Written problem -
Reproduce the material below in full, substituting "Polygons may be entered here" for each occurrence of "Outlines can be supplied here" and leaving everything else unchanged.

(Stored records)

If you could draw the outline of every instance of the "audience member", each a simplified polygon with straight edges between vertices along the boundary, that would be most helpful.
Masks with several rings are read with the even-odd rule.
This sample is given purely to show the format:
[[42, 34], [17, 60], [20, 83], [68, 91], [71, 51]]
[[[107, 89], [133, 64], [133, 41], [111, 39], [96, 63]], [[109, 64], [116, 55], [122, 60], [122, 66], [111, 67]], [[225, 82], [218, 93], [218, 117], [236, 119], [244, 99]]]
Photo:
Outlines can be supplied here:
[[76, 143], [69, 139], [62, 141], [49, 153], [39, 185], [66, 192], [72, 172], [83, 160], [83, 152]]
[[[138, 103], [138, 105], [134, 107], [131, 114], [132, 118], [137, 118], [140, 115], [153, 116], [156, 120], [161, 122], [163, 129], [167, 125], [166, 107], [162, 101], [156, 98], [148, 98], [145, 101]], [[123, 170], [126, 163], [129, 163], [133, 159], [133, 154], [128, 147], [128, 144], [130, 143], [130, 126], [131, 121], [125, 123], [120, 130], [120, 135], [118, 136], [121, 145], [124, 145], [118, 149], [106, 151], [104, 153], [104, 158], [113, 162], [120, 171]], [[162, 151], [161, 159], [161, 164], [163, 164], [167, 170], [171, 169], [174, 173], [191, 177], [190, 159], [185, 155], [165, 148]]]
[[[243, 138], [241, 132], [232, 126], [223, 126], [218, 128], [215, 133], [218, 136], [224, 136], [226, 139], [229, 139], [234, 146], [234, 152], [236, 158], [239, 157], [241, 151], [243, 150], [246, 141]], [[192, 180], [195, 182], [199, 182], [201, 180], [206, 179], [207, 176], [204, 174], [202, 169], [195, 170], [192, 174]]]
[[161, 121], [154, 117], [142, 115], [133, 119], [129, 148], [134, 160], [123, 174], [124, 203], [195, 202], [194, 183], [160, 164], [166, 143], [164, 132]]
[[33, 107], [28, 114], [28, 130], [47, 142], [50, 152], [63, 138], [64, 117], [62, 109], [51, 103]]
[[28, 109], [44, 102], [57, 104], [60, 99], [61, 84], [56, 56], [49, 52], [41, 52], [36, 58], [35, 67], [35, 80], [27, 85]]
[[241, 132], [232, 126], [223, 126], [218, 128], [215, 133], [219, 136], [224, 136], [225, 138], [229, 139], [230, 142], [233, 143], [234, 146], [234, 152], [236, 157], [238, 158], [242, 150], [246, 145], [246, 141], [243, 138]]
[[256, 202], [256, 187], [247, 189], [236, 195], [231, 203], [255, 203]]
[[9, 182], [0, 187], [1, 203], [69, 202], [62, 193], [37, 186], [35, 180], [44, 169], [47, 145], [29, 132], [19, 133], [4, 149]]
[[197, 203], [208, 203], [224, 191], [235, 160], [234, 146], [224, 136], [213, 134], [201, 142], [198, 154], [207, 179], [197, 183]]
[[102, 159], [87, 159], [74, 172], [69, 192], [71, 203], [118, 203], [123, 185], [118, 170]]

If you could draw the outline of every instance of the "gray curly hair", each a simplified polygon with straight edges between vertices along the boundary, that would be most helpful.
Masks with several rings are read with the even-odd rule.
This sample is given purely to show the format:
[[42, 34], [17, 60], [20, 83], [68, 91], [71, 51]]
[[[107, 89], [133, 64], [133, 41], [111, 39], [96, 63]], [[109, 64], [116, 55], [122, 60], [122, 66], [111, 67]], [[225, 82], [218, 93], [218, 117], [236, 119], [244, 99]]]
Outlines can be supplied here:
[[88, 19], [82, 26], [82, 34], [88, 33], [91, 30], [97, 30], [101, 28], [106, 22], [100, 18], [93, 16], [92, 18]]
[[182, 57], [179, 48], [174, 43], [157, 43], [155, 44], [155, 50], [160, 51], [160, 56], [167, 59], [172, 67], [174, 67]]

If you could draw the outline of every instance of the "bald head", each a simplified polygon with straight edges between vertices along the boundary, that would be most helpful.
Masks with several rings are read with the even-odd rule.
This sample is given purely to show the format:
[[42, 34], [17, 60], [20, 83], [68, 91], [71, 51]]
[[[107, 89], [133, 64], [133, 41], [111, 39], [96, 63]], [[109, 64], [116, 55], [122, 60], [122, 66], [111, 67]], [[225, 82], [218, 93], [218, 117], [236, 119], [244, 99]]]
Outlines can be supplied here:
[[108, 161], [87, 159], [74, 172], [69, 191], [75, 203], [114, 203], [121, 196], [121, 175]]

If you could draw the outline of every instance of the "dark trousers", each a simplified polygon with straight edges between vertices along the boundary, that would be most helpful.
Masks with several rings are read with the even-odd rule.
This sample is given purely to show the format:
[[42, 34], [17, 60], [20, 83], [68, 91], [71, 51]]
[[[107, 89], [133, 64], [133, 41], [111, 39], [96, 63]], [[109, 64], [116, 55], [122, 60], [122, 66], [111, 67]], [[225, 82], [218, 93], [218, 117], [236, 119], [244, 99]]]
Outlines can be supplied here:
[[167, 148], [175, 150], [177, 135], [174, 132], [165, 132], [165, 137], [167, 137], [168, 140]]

Written response -
If you could draw the outline of every instance of the "audience member", each a simplified polygon with straight edges between vertices along the boundary, that would be most helpful.
Masks with several rings are read with the even-odd rule.
This sample is given purely to show the format:
[[42, 34], [17, 60], [20, 83], [68, 91], [71, 51]]
[[[107, 89], [133, 64], [133, 41], [111, 39], [96, 63]], [[109, 64], [116, 55], [122, 60], [122, 66], [111, 67]], [[225, 82], [218, 93], [218, 117], [236, 119], [244, 99]]]
Photo:
Polygons may be entered here:
[[76, 143], [69, 139], [62, 141], [49, 153], [39, 185], [66, 192], [72, 172], [83, 160], [83, 152]]
[[[138, 103], [138, 105], [134, 107], [131, 114], [132, 118], [137, 118], [140, 115], [153, 116], [156, 120], [161, 122], [163, 129], [167, 125], [166, 107], [162, 101], [156, 98], [148, 98], [145, 101]], [[123, 170], [126, 163], [129, 163], [133, 159], [133, 154], [128, 147], [128, 144], [130, 143], [130, 126], [131, 121], [125, 123], [120, 130], [120, 135], [118, 136], [121, 145], [124, 145], [118, 149], [106, 151], [104, 153], [104, 158], [113, 162], [120, 171]], [[162, 151], [161, 159], [161, 164], [163, 164], [167, 170], [171, 169], [174, 173], [191, 177], [190, 159], [185, 155], [165, 148]]]
[[[243, 138], [241, 132], [232, 126], [223, 126], [218, 128], [215, 133], [218, 136], [224, 136], [226, 139], [229, 139], [234, 146], [234, 152], [236, 158], [239, 157], [241, 151], [243, 150], [246, 141]], [[192, 180], [195, 182], [199, 182], [201, 180], [206, 179], [207, 176], [204, 174], [202, 169], [195, 170], [192, 174]]]
[[161, 121], [154, 117], [142, 115], [133, 119], [129, 148], [134, 160], [123, 174], [124, 203], [195, 202], [194, 183], [160, 164], [166, 143], [164, 132]]
[[33, 107], [28, 114], [28, 130], [47, 142], [50, 152], [63, 138], [64, 117], [62, 109], [51, 103]]
[[28, 109], [44, 102], [57, 104], [60, 99], [61, 84], [56, 56], [49, 52], [41, 52], [36, 58], [35, 67], [35, 80], [27, 85]]
[[241, 132], [232, 126], [223, 126], [218, 128], [215, 133], [219, 136], [224, 136], [225, 138], [229, 139], [230, 142], [233, 143], [234, 146], [234, 152], [236, 157], [238, 158], [242, 150], [246, 145], [246, 141], [243, 138]]
[[256, 202], [256, 187], [247, 189], [236, 195], [231, 203], [255, 203]]
[[9, 182], [0, 187], [1, 203], [69, 202], [62, 193], [37, 186], [35, 180], [44, 169], [47, 145], [29, 132], [19, 133], [4, 149]]
[[197, 203], [208, 203], [224, 191], [235, 160], [234, 146], [224, 136], [213, 134], [201, 142], [198, 154], [207, 179], [197, 183]]
[[102, 159], [87, 159], [74, 172], [69, 192], [71, 203], [118, 203], [123, 185], [118, 170]]

If you could draw the outline of every instance of the "gray curly hair", each a simplified polygon with straight edges between vertices along the boundary, that would be most helpful.
Masks with several rings are read with the even-odd rule.
This sample is given purely to show the format:
[[42, 34], [17, 60], [20, 83], [68, 91], [71, 51]]
[[[107, 89], [133, 64], [133, 41], [111, 39], [96, 63]], [[109, 64], [116, 55], [122, 60], [122, 66], [111, 67]], [[225, 82], [218, 93], [218, 117], [236, 119], [244, 99]]]
Polygons may be entered here:
[[88, 19], [82, 26], [82, 34], [88, 33], [91, 30], [97, 30], [101, 28], [106, 22], [100, 18], [93, 16], [92, 18]]
[[182, 57], [179, 48], [174, 43], [157, 43], [155, 44], [155, 50], [160, 51], [160, 56], [167, 59], [172, 67], [174, 67]]

If you could draw the outline of every instance of the "bald head", each a simplified polygon with straight edges between vertices along the boundary, that would be most helpful.
Masks with several rings are read with the even-odd rule.
This sample is given purely to show the format:
[[42, 34], [17, 60], [20, 83], [68, 91], [71, 51]]
[[[107, 89], [133, 64], [133, 41], [111, 39], [96, 63]], [[109, 64], [116, 55], [122, 60], [122, 66], [111, 67]], [[225, 82], [218, 93], [218, 117], [236, 119], [244, 99]]]
Polygons may be entered here:
[[108, 161], [87, 159], [74, 172], [69, 191], [75, 203], [114, 203], [121, 196], [121, 175]]

If you could draw the outline of every instance of the "dark trousers", each a simplified polygon with straight edges between vertices along the boundary, that would be most helpful.
Masks with several rings are read with the even-odd rule.
This sample is given purely to show the format:
[[42, 34], [17, 60], [20, 83], [68, 91], [71, 51]]
[[[107, 89], [133, 64], [133, 41], [111, 39], [96, 63]], [[109, 64], [116, 55], [122, 60], [122, 66], [111, 67]], [[225, 82], [218, 93], [218, 117], [236, 119], [244, 99]]]
Polygons may be entered here:
[[167, 148], [175, 150], [177, 135], [174, 132], [165, 132], [165, 137], [167, 137], [168, 140]]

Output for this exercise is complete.